::: SOURCE EXTRACT :::

This is the third in a series of articles designed to inform you of the significance of the so-called “coverage rules” and the “minimum participation rules” applicable to qualified retirement plans, (here are Part 1 and Part 2 if you missed them). In this article we will finish our discussion of the coverage rules by exploring: (a) the average benefit test; (b) the rules for aggregating and disaggregating plans for coverage testing purposes; and (c) the transition rule for certain business acquisitions and dispositions. We also will explain the application of the minimum participation rule now that it has been limited by the 1996 Act.
The “Other” Coverage Test
Although the vast majority of retirement plans satisfy the Code’s coverage requirements by passing the ratio percentage test, which is based on numbers of participants (discussed in our second installment), there is another way to skin the cat – by passing the average benefit test. In essence, the average benefit test permits a plan that would not otherwise pass the ratio percentage test to satisfy the Code’s coverage requirements, provided that the average benefit provided to the NHCEs is at least 70% of the average benefit provided to the HCEs.
In order for a plan to pass the average benefit test, two requirements must be met:
- The plan must satisfy the nondiscriminatory classification test contained in the coverage regulations; and
- The plan must provide an average benefit for all nonexcludable NHCEs of the employer which is at least 70% of average benefit provided to the HCEs.
The coverage regulations explain that the nondiscriminatory classification test will be met if (a) the plan’s failure to pass the ratio percentage test is due to the plan’s exclusion of a “reasonable classification” of employees, and (b) the plan’s ratio percentage test is at least as great as certain safe harbor percentages contained in the regulations (generally, between 20.75% and 50%, depending on the percentage of employees who are NHCEs). Whether the classification and resulting exclusion of a group of employees from plan coverage is reasonable will depend on the facts and circumstances of each case. The regulations presume that the deliberate exclusion of employees under the terms of a plan is reasonable if the excluded employees comprise a bona fide job classification, are either salaried employees or hourly employees, or are located at a different geographic location.
The safe harbor percentages contained in the regulations represent a sliding scale which call for a higher ratio percentage (at least 50% for plans of companies where the percentage of NHCEs as part of the total workforce is less than 60%) and a lower percentage (as low as 20.75%) where at least 99% of the company’s nonexcludable employees are NHCEs.

:::

• _TASKS AND EXERCISES_
• a. Could you render the rows below, from the line containing "segment: boy's shoulder" through the line containing "[[540,0],[540,49],[548,44],[548,4]]", inclusive, as a Markdown table with columns No. and Line, numbering each line and leaving out blank lines?
• b. How would the article on retirement plan coverage testing go on after its last sentence? Write the next part.

::: INFORMATION SUPPLIED :::

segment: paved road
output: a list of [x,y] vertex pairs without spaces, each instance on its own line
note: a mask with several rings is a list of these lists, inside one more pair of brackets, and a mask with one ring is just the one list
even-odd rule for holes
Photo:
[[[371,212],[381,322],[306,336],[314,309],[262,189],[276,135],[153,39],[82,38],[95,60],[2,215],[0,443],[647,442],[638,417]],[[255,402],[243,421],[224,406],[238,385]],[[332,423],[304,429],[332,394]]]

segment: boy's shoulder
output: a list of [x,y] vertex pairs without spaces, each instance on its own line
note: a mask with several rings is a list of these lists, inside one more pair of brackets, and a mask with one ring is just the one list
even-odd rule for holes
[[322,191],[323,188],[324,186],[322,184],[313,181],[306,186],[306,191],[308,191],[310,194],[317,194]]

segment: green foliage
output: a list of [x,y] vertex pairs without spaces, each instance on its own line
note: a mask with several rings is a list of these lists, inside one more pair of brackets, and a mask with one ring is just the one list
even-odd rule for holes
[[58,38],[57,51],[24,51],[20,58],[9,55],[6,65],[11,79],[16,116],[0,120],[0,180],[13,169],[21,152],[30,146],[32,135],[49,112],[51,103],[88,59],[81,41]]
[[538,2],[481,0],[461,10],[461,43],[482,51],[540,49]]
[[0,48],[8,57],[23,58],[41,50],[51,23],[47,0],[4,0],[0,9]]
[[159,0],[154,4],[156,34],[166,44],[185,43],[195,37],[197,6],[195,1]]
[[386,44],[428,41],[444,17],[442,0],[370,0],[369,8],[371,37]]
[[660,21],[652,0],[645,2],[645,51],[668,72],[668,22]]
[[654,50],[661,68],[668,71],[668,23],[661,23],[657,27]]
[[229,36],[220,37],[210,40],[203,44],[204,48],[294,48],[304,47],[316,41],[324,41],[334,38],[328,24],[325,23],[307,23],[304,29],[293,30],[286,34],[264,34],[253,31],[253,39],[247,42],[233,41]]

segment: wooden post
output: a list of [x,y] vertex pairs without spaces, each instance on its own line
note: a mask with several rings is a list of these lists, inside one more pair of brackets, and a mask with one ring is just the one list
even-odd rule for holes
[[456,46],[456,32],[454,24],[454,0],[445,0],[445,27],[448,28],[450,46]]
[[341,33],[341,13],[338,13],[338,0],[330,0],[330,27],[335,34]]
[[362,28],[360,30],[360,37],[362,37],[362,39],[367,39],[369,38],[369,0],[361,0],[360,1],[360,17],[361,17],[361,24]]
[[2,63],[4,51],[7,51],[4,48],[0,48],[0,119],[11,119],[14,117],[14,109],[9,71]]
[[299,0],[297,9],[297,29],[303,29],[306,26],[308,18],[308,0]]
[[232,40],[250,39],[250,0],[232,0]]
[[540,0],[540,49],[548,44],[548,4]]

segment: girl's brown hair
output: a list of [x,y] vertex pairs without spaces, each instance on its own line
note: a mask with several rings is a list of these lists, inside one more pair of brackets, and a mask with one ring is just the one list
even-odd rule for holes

:::

• _ANSWERS PER TASK_
• a.
| No. | Line |
|---|---|
| 1 | segment: boy's shoulder |
| 2 | output: a list of [x,y] vertex pairs without spaces, each instance on its own line |
| 3 | note: a mask with several rings is a list of these lists, inside one more pair of brackets, and a mask with one ring is just the one list |
| 4 | even-odd rule for holes |
| 5 | [[322,191],[323,188],[324,186],[322,184],[313,181],[306,186],[306,191],[308,191],[310,194],[317,194]] |
| 6 | segment: green foliage |
| 7 | output: a list of [x,y] vertex pairs without spaces, each instance on its own line |
| 8 | note: a mask with several rings is a list of these lists, inside one more pair of brackets, and a mask with one ring is just the one list |
| 9 | even-odd rule for holes |
| 10 | [[58,38],[57,51],[24,51],[20,58],[9,55],[6,65],[11,79],[16,116],[0,120],[0,180],[13,169],[21,152],[30,146],[32,135],[49,112],[51,103],[88,59],[81,41]] |
| 11 | [[538,2],[481,0],[461,10],[461,43],[482,51],[540,49]] |
| 12 | [[0,48],[8,57],[23,58],[41,50],[51,23],[47,0],[4,0],[0,9]] |
| 13 | [[159,0],[154,4],[156,34],[166,44],[185,43],[195,37],[197,6],[195,1]] |
| 14 | [[386,44],[428,41],[444,17],[442,0],[370,0],[369,8],[371,37]] |
| 15 | [[660,21],[652,0],[645,2],[645,51],[668,72],[668,22]] |
| 16 | [[654,50],[661,68],[668,71],[668,23],[661,23],[657,27]] |
| 17 | [[229,36],[220,37],[210,40],[203,44],[204,48],[294,48],[304,47],[316,41],[324,41],[334,38],[328,24],[325,23],[307,23],[304,29],[293,30],[286,34],[264,34],[253,31],[253,39],[247,42],[233,41]] |
| 18 | segment: wooden post |
| 19 | output: a list of [x,y] vertex pairs without spaces, each instance on its own line |
| 20 | note: a mask with several rings is a list of these lists, inside one more pair of brackets, and a mask with one ring is just the one list |
| 21 | even-odd rule for holes |
| 22 | [[456,46],[456,32],[454,24],[454,0],[445,0],[445,27],[448,28],[450,46]] |
| 23 | [[341,33],[341,13],[338,13],[338,0],[330,0],[330,27],[335,34]] |
| 24 | [[362,28],[360,30],[360,37],[362,37],[362,39],[367,39],[369,38],[369,0],[361,0],[360,1],[360,17],[361,17],[361,24]] |
| 25 | [[2,63],[4,51],[7,51],[4,48],[0,48],[0,119],[11,119],[14,117],[14,109],[9,71]] |
| 26 | [[299,0],[297,9],[297,29],[303,29],[306,26],[308,18],[308,0]] |
| 27 | [[232,40],[250,39],[250,0],[232,0]] |
| 28 | [[540,0],[540,49],[548,44],[548,4]] |

• b.
For example, Cover-up Auto Painting (Cover-up) employs 100 nonexcludable employees at two business locations, 80 of whom are NHCEs and 20 are HCEs. Cover-up maintains a retirement plan at one of its two locations that benefits 40 NHCEs and 15 HCEs. None of the employees at the other location receive retirement benefits. The plan’s ratio percentage is 66.67% ([40/80] / [15/20]) = 50%/75% = 66.67%), which is below the 70% necessary to pass the ratio percentage test. Even though the ratio percentage test is not satisfied, Cover-up still may be able to pass coverage testing on an average benefit percentage test basis since, under the regulations, it appears that Cover-up’s exclusion of the 45 employees at location two is a reasonable classification and the plan’s ratio percentage far exceeds the regulation’s safe harbor percentage (35% in this case, where 80% of Cover-up’s nonexcludable employees are NHCEs). But wait, Cover-up is not yet through with its coverage testing.
As we mentioned earlier, Cover-up must also demonstrate that the actual benefit percentage for all of its nonexcludable NHCEs is at least 70% of the actual benefit percentage provided to all of its nonexcludable HCEs. Returning to our example, let us assume that each of the 55 employees participating in Cover-up’s plan, a profit sharing plan, receives a 10% of pay profit sharing allocation. The average benefit percentage for the plan is determined by dividing the actual benefit percentage of the NHCEs by the actual benefit percentage of the HCEs. The actual benefit percentage of the NHCEs would normally be determined by calculating the average allocation rate for all nonexcludable NHCEs of Cover-up, including those benefiting under the plan and those not benefiting. In the case of the Cover-up’s plan, the actual benefit percentage of the NHCEs, based on the rate of contribution, would be 5% ([40 x 10%] / 80 = 5%). Similarly, the actual benefit percentage of the HCEs would be 7.5% ([15 x 10%] / 20 = 7.5%). Unfortunately, this would yield an average benefit percentage for the plan of 66.67% (5%/7.5%), which would not pass.
How can this situation be remedied? One way to change this result would be for Cover-up to retroactively increase the plan’s actual benefit percentage for NHCEs. This can be accomplished by either increasing the number of NHCEs benefiting under the plan or increasing the rate of contribution for the NHCEs. For example, if Cover-up simply increased the number of NHCEs benefiting under the plan by two of the NHCEs at location two, the average benefit percentage would be increased to 70% ([42 x 10%] / 80 = 5.25%; 5.25%/7.5% = 70%) and the coverage test would be passed. Alternatively, Cover-up could satisfy the average benefit test by retroactively increasing the rate of contribution for NHCEs from 10% to 10.5% ([40 x 10.5%] / 80 = 5.25%; 5.25%/7.5% = 70%). Yet another way to alter the result would be to compare actual benefit percentages of the NHCEs and the HCEs on a “benefits” basis rather than on a “contributions” basis.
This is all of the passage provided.